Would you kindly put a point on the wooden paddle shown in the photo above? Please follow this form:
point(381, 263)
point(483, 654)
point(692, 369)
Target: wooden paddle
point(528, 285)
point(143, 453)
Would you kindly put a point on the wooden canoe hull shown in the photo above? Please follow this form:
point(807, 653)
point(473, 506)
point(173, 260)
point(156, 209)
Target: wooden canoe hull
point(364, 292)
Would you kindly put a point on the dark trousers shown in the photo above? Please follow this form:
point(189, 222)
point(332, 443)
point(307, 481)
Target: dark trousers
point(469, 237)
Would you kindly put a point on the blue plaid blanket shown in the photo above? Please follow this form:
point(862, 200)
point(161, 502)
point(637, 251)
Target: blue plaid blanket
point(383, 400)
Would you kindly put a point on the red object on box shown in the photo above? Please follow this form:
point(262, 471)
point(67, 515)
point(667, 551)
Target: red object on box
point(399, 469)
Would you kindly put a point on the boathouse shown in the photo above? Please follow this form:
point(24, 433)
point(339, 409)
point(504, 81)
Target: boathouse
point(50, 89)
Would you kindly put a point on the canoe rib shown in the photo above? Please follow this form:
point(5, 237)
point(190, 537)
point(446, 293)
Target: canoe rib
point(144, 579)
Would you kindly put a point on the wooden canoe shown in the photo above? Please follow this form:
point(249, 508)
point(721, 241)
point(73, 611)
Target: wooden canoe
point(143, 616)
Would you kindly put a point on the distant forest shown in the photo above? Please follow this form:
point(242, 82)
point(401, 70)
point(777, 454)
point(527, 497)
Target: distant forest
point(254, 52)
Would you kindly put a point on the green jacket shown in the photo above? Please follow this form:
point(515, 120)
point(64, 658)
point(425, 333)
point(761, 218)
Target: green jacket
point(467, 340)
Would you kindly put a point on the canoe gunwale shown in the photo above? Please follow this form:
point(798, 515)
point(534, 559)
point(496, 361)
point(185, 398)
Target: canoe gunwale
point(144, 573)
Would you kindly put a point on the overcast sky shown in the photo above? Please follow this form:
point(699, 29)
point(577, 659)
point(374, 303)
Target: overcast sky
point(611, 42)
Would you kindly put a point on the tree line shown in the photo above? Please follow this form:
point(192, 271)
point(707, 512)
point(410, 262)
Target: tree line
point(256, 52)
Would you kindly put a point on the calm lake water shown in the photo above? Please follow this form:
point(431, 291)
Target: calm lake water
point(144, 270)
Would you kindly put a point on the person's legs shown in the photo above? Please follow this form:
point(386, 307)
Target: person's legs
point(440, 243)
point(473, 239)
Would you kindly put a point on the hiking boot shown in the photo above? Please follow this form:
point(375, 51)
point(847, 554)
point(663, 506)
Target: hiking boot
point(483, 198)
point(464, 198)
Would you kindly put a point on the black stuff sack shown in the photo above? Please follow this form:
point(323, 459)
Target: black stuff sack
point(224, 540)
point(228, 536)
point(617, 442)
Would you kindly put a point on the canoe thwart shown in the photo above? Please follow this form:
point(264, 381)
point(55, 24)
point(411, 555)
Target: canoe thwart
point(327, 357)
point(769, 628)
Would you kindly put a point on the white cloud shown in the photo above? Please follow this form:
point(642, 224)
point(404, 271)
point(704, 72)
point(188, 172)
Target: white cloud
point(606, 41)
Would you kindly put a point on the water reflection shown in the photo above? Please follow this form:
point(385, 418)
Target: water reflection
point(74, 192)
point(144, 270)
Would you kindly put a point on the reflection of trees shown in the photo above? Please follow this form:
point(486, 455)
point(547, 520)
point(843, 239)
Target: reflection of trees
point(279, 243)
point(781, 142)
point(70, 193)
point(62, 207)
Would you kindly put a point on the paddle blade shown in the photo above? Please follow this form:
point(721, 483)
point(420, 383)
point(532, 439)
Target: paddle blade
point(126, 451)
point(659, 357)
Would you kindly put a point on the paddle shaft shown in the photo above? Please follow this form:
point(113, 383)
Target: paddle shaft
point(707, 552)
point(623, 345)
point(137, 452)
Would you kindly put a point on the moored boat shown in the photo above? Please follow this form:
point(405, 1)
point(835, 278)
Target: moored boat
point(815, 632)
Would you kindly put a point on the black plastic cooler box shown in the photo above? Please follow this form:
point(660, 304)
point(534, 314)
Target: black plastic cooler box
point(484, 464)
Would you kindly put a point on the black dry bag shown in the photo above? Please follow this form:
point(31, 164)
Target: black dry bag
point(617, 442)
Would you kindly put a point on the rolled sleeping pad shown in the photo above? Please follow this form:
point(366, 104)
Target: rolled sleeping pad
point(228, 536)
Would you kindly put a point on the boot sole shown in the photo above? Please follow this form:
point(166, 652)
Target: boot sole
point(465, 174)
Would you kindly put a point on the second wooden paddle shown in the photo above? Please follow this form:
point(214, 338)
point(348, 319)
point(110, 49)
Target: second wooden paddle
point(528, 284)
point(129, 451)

━━━━━━

▸ Required action
The full set of entries above should be given again exactly.

▸ Problem solution
Would you kindly put a point on the wooden paddle shown in the photo above? Please follow this form:
point(381, 263)
point(483, 654)
point(692, 369)
Target: wooden paddle
point(528, 285)
point(143, 453)
Would you kindly put a point on the wooden canoe hull shown in the photo above? Please follow this form:
point(807, 653)
point(473, 506)
point(173, 260)
point(156, 209)
Target: wooden canoe hull
point(364, 292)
Would you kindly put a point on the dark trousers shown in the photo above? Please follow this form:
point(189, 222)
point(332, 443)
point(307, 481)
Target: dark trousers
point(469, 237)
Would you kindly put a point on the blue plaid blanket shown in the photo above? Please follow this form:
point(862, 200)
point(161, 502)
point(637, 251)
Target: blue plaid blanket
point(383, 400)
Would you kindly put a point on the red object on box shown in the photo above? Please follow this form:
point(262, 471)
point(67, 515)
point(667, 551)
Target: red object on box
point(399, 469)
Would you kindly put a point on the boathouse shown in the photo above? Please follow this form:
point(24, 433)
point(339, 409)
point(504, 81)
Target: boathouse
point(50, 89)
Would you kindly put a point on the canoe rib shown in the photo above? Please follow this form:
point(5, 237)
point(190, 537)
point(446, 293)
Target: canoe rib
point(144, 579)
Would you kindly put a point on the wooden canoe shown in the photo above? Please follow this form:
point(249, 508)
point(721, 241)
point(73, 611)
Target: wooden canoe
point(143, 616)
Would you kindly put a point on the distant forest shown in the photo above? Please follow this form:
point(242, 82)
point(401, 70)
point(777, 454)
point(527, 497)
Target: distant forest
point(254, 52)
Would you kindly put a point on the green jacket shown in the photo above? Please follow this form:
point(515, 120)
point(64, 658)
point(425, 333)
point(761, 218)
Target: green jacket
point(467, 340)
Would you kindly put a point on the canoe gunwale shown in the photo above? Please follow this form:
point(798, 515)
point(534, 559)
point(496, 361)
point(185, 398)
Target: canoe gunwale
point(144, 573)
Would you kindly put a point on the overcast sky shown in the photo above? Please follow this form:
point(699, 29)
point(577, 659)
point(374, 303)
Target: overcast sky
point(611, 42)
Would you kindly put a point on the tree line shown in the photo above? Please follow this form:
point(192, 271)
point(707, 512)
point(410, 262)
Target: tree line
point(256, 52)
Would you kindly put a point on the calm lake water shown in the photo above? Please follow this form:
point(431, 291)
Target: calm lake water
point(144, 270)
Would you kindly put a point on the person's legs shown in the photo above? Please follow this form:
point(386, 307)
Target: person's legs
point(440, 243)
point(473, 239)
Would you kindly put a point on the hiking boot shown in the photo above? Please follow this form:
point(375, 51)
point(847, 554)
point(663, 506)
Target: hiking boot
point(483, 198)
point(464, 198)
Would you kindly put a point on the black stuff sack shown in the photo above? Please follow this form:
point(323, 459)
Target: black stuff sack
point(224, 540)
point(228, 536)
point(617, 442)
Would you kindly put a point on the canoe thwart shown in the photo above? Please follow this form:
point(264, 381)
point(55, 24)
point(411, 555)
Target: canoe thwart
point(327, 357)
point(769, 628)
Would you kindly put a point on the white cloud shown in the photo above? Please follow this form:
point(642, 224)
point(404, 271)
point(704, 72)
point(188, 172)
Target: white cloud
point(606, 41)
Would you kindly put a point on the water reflection shown in the photo above? Please follow this form:
point(385, 418)
Target: water reflection
point(74, 192)
point(144, 270)
Would you kindly put a point on the reflection of trees shown in the photo above? Please follow this form:
point(486, 455)
point(547, 520)
point(843, 239)
Target: reflection of trees
point(279, 243)
point(781, 142)
point(70, 193)
point(62, 207)
Would you kindly put a point on the paddle blade shown in the photo above? Please follow this form:
point(721, 483)
point(420, 383)
point(532, 439)
Target: paddle blade
point(126, 451)
point(659, 357)
Would you kindly put a point on the paddle shaft shown in the photo above? Please follow this form:
point(113, 383)
Target: paddle shaft
point(707, 552)
point(623, 345)
point(137, 452)
Would you kindly put a point on the moored boat shown in the photo above? Please follow this form:
point(405, 1)
point(835, 278)
Target: moored boat
point(815, 632)
Would you kindly put a point on the black plastic cooler box shown in the photo above? Please follow this form:
point(660, 304)
point(534, 314)
Target: black plastic cooler box
point(484, 464)
Would you kindly put a point on the black dry bag shown in the photo above? Please follow this form:
point(31, 164)
Target: black dry bag
point(617, 442)
Would you kindly put a point on the rolled sleeping pad shown in the photo above? Please follow this form:
point(366, 104)
Target: rolled sleeping pad
point(228, 536)
Would you kindly put a point on the boot sole shown in the photo above? Please follow this form:
point(166, 652)
Target: boot sole
point(465, 174)
Would you kindly put a point on the second wooden paddle shown in the photo above? Please follow this form:
point(214, 338)
point(348, 319)
point(110, 49)
Target: second wooden paddle
point(528, 284)
point(129, 451)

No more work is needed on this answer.